>> BEGIN
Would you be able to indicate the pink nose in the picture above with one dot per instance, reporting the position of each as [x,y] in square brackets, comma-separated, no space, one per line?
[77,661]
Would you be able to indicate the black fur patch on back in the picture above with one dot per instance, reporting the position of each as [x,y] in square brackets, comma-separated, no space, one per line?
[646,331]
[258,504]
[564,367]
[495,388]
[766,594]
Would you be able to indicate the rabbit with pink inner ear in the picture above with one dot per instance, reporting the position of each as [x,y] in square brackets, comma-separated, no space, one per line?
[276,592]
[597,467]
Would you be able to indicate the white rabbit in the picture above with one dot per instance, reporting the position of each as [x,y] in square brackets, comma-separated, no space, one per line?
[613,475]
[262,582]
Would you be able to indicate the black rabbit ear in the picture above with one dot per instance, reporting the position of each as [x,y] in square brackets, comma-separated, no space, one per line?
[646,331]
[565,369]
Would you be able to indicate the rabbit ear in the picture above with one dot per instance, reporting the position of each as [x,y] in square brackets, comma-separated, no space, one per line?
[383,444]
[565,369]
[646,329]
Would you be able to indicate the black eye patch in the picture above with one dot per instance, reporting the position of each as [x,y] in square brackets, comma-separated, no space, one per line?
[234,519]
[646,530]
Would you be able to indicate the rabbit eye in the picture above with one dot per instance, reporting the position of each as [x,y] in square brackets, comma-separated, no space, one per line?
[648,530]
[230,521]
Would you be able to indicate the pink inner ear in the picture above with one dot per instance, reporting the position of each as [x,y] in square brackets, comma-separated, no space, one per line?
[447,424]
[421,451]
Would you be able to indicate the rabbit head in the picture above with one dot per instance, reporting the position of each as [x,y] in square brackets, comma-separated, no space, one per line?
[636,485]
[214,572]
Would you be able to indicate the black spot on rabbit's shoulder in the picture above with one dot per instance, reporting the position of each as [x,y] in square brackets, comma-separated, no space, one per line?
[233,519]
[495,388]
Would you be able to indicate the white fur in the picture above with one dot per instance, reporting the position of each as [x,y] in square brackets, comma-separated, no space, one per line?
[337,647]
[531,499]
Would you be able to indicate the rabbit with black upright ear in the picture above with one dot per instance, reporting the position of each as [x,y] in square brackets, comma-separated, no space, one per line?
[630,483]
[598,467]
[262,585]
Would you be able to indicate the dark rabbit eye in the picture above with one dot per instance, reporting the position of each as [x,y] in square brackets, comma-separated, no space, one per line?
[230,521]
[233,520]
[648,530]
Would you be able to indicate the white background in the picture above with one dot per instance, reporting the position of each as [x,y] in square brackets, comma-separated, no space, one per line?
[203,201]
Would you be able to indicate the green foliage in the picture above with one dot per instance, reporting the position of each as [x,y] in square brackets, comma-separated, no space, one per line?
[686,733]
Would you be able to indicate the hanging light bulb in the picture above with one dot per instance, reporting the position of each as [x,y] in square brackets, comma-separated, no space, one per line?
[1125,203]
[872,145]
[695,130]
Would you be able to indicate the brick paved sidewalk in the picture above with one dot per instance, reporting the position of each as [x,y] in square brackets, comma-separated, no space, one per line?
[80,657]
>> END
Write out every item above again, word for word and in the same order.

[The output]
Would you be able to indicate the pink nose in the picture above with one dot per instance, reporting the position of each as [x,y] in square brackets, comma-separated, no space, one per line?
[77,661]
Would you be able to indicate the black fur patch on back in the picture above with one dot per instance, reporting the position of each as [x,y] in square brackets, comma-separated, no space, one per line?
[646,331]
[258,504]
[564,367]
[495,388]
[766,594]
Would you be able to indicate the rabbit with pink inner ear in the picture above with one dot per instance, reporting the position of each as [x,y] in square brackets, comma-separated, no space, one per line?
[276,592]
[597,467]
Would you be able to indicate the white rabbit in the picture above with one dot per instance, reporting the position of each as [x,y] in square brackets, comma-separated, no space, one per line?
[613,475]
[262,582]
Would you be able to indicate the black rabbit ear in the picture above with one dot per instance, reporting the position of each as [x,y] in square brackets, comma-separated, no space, one per line?
[646,331]
[565,369]
Would you be able to indicate the rabbit ear in the picture above with one dot per instance, reporting the position of each as [x,y] in square brackets, comma-separated, no space, one per line?
[383,444]
[565,369]
[646,329]
Would you be able to indicate the black eye patch in the picture above with one dot per instance, reporting the position of each as [x,y] in square brackets, comma-separated, no space, one per line?
[234,519]
[646,530]
Would you be able to indicate the rabbit eye in the picture above with one dot per instance, reporting the position of each as [x,y] in square brackets, comma-separated, no space, one per line?
[648,530]
[230,521]
Would you be able to indicate the pink inner ear in the picture above with one dot per instance, reporting the position of each as [x,y] in square brackets, comma-separated, no space, one per line?
[447,424]
[421,451]
Would you be able to indicate the rabbit head in the picture above with one dot per instance, reporting the position of each as [x,y] in square brackets, comma-separated, no space, one per line?
[636,485]
[214,572]
Would you be able to indicate the black spot on rabbit's shoulder in the picture above with one dot per instance, reporting the position of each as [x,y] in square brackets, comma-separated, no space, one per line?
[233,519]
[495,388]
Would you be able to indicate the white fur in the picture above with one dot per instance, reporting the position of each as [x,y] in square brackets, comma-separated, no space, one per line?
[337,647]
[531,499]
Would you be able to indicate the rabbit with black upright ear in the picture above with one dot per instance, reporting the position of each as [x,y] in square brackets, comma-separated, no space, one per line?
[630,483]
[598,467]
[262,585]
Would you be able to indicate the dark rabbit eye in the picture above with one dot per instance, reporting the position of each as [x,y] in square brackets, comma-separated, no space, one per line?
[230,521]
[233,520]
[648,530]
Would you be able to indicate the white background in the picture above with one dot per instance, reporting the position of each as [x,y] in square brackets, comma-separated, no space, one per line?
[203,201]
Would you be able to indicate the green foliage in the picture above with one dot per instance, reporting the position of each as [x,y] in square brackets, comma-separated, no space, one per line?
[686,733]
Would you be able to indicate the hanging light bulb in the picture above with one dot per instance, reporting the position of each as [x,y] in square brackets, comma-separated, no space, one per line?
[1125,203]
[872,145]
[695,130]
Would you be able to indicate the brick paved sidewalk in the picture above with one dot per instance, reporting the position of each as [x,y] in square brackets, comma-separated, no space, one per line?
[80,657]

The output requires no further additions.